-- START INPUT DATA --
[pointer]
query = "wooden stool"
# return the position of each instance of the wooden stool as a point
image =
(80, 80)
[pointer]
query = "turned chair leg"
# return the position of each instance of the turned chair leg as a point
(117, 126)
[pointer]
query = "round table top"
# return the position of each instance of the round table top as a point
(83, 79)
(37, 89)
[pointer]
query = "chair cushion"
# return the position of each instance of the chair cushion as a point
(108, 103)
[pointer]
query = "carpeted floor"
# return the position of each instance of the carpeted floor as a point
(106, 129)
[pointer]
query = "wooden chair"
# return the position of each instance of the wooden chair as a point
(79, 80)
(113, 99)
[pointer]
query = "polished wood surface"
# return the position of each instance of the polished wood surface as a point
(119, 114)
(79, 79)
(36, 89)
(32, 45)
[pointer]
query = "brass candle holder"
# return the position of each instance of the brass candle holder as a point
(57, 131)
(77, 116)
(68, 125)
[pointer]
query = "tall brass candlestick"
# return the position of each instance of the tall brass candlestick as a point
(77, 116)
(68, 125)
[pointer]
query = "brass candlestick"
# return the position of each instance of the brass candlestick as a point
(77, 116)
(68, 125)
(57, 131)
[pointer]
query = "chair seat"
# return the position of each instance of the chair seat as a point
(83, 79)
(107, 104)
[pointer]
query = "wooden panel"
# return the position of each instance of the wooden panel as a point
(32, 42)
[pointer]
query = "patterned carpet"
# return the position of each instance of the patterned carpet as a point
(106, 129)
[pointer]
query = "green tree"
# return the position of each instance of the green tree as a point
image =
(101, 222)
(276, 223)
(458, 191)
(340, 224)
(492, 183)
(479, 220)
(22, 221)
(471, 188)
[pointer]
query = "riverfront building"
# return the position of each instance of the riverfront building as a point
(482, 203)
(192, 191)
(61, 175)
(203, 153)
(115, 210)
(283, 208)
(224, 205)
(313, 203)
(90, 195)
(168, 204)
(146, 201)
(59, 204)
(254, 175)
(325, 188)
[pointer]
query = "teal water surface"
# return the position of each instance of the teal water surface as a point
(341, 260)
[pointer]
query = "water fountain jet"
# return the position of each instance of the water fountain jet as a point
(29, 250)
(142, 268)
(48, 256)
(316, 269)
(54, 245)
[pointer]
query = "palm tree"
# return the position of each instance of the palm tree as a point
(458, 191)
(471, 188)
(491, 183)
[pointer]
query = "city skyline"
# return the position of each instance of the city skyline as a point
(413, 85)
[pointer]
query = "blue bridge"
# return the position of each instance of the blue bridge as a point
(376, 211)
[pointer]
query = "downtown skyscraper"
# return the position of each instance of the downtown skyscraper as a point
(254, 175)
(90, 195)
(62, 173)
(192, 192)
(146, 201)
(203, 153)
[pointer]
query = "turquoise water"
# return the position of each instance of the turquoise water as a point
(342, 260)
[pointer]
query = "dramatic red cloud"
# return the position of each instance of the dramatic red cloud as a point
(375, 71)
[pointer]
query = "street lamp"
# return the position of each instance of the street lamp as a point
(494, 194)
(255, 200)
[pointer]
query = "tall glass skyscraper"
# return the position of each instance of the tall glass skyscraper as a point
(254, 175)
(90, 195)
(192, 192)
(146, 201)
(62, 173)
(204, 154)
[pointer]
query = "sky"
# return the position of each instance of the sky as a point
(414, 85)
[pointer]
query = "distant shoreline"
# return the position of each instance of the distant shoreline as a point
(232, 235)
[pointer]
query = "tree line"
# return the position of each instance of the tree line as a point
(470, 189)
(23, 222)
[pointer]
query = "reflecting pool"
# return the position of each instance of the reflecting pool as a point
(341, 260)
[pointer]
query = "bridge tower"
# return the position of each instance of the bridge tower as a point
-- END INPUT DATA --
> [WHAT THIS TASK INVOLVES]: Restate the data above word for word, please.

> [OUTPUT OF THE TASK]:
[pointer]
query = "wooden stool"
# return the position of each instance of the wooden stool as a point
image =
(80, 80)
[pointer]
query = "turned chair leg"
# return the position of each instance of the turned chair leg as a point
(117, 126)
[pointer]
query = "round table top"
# return the position of each instance of the round table top as a point
(83, 79)
(37, 89)
[pointer]
query = "chair cushion"
# return the position of each instance of the chair cushion as a point
(108, 103)
[pointer]
query = "carpeted floor"
# return the position of each instance of the carpeted floor as a point
(106, 129)
[pointer]
query = "wooden chair"
# return the position of each instance of the wooden chair as a point
(79, 80)
(113, 99)
[pointer]
query = "polished wood surface"
# return the position of each instance of the polished wood surface as a point
(119, 114)
(79, 79)
(36, 89)
(32, 45)
[pointer]
query = "brass candle holder"
# return the position of each instance of the brass candle holder as a point
(57, 131)
(77, 116)
(68, 125)
[pointer]
query = "tall brass candlestick"
# return the position of each instance of the tall brass candlestick as a point
(77, 116)
(68, 125)
[pointer]
query = "brass candlestick"
# return the position of each instance of the brass candlestick as a point
(77, 116)
(68, 125)
(57, 131)
[pointer]
query = "chair seat"
# return the position of each instance of the chair seat as a point
(83, 79)
(107, 104)
[pointer]
query = "wooden panel"
# return the position of each instance of the wooden panel as a point
(32, 42)
[pointer]
query = "patterned carpet"
# return the position of each instance of the patterned carpet as a point
(106, 129)
[pointer]
query = "green tree"
# return the position of each instance of the green tree as a point
image =
(101, 222)
(276, 223)
(458, 191)
(340, 224)
(492, 183)
(479, 220)
(22, 221)
(471, 188)
[pointer]
query = "riverfront building"
# return the position of each instance of the riverfront building as a point
(482, 203)
(192, 191)
(61, 175)
(203, 153)
(115, 210)
(283, 208)
(224, 205)
(313, 203)
(90, 195)
(168, 204)
(146, 201)
(59, 204)
(254, 175)
(325, 188)
[pointer]
query = "teal water surface"
# return the position of each instance of the teal water surface as a point
(341, 260)
[pointer]
query = "water fountain jet"
# return the position of each instance of the water fountain jet as a point
(29, 250)
(142, 268)
(48, 256)
(316, 269)
(54, 245)
[pointer]
query = "palm tree"
# return the position of each instance of the palm tree as a point
(458, 191)
(471, 188)
(491, 183)
[pointer]
query = "city skyline"
# return the position of each instance of the city skyline as a point
(413, 85)
[pointer]
query = "blue bridge"
# return the position of each instance of the blue bridge as a point
(376, 211)
[pointer]
query = "downtown skyscraper"
# return the position of each instance of the downtown skyscraper as a point
(254, 175)
(90, 195)
(62, 173)
(192, 192)
(146, 201)
(203, 153)
[pointer]
query = "turquoise water"
# return the position of each instance of the turquoise water as a point
(342, 260)
[pointer]
query = "dramatic red cloud"
# return the position of each instance of the dramatic red cloud as a point
(375, 71)
[pointer]
query = "street lamp"
# return the position of each instance of the street lamp as a point
(494, 194)
(255, 200)
[pointer]
query = "tall glass skyscraper"
# return the position of each instance of the tall glass skyscraper as a point
(254, 175)
(90, 195)
(192, 192)
(146, 201)
(62, 173)
(204, 154)
[pointer]
query = "sky"
# return the position of each instance of the sky as a point
(414, 85)
[pointer]
query = "distant shoreline"
# return the position of each instance of the distant shoreline as a point
(232, 235)
[pointer]
query = "tree line"
# return the position of each instance of the tree line as a point
(470, 189)
(23, 222)
[pointer]
query = "reflecting pool"
# return the position of each instance of the reflecting pool as a point
(341, 260)
[pointer]
query = "bridge tower"
# return the position of each instance of the bridge tower as a point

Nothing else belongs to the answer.